SUPPLIED MATERIAL:
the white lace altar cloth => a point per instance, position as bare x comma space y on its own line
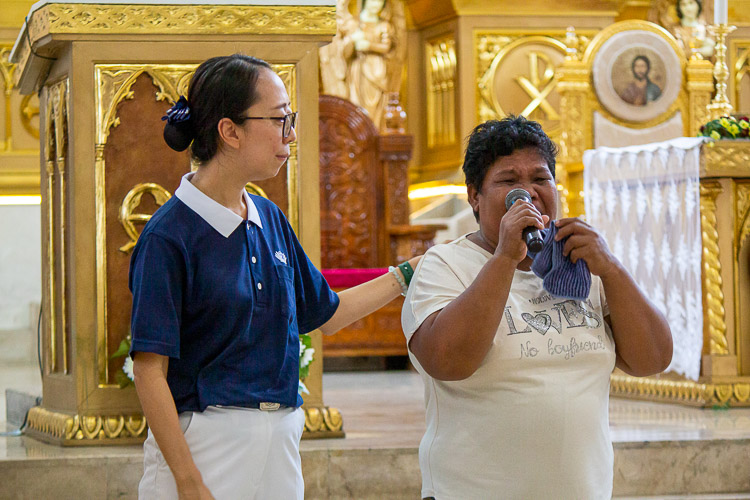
645, 201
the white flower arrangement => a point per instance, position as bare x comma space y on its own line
306, 353
125, 376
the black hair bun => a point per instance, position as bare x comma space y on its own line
178, 136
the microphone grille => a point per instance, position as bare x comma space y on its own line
515, 195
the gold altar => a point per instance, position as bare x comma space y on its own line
106, 73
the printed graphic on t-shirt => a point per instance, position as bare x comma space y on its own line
557, 327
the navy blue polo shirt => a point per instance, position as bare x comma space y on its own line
225, 299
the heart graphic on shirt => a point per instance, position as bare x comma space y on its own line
540, 322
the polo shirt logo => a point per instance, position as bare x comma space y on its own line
280, 255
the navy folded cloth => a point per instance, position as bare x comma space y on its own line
560, 277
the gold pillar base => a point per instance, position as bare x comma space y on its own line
65, 429
323, 422
719, 365
718, 392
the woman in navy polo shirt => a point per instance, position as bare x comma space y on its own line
221, 291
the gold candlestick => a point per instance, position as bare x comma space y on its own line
720, 105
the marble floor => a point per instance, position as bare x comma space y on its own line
384, 421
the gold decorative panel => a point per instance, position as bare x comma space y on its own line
518, 74
183, 19
19, 134
441, 92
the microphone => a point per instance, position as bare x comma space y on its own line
531, 235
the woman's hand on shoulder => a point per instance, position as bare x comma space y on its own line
193, 490
585, 242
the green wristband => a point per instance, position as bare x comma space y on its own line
407, 271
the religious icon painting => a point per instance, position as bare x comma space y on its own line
637, 75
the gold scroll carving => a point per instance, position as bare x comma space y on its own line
323, 422
184, 19
56, 141
740, 50
19, 146
683, 392
713, 297
66, 429
128, 217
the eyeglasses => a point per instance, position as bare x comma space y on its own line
288, 122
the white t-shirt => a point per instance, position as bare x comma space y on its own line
532, 421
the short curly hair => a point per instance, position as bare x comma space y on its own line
495, 138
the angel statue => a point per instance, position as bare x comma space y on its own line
363, 62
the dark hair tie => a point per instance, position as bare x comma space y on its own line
178, 113
178, 132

WHAT IS BEING ASKED:
Reproduce the line that contains "the angel statue" and each line after it through the last line of the entries above, exactly; leave out all earlier lines.

REPLY:
the angel statue => a point per instance, position as bare x comma space y on its own line
363, 62
the dark hair tie => a point per instance, position as bare x comma space y on its own line
178, 113
178, 132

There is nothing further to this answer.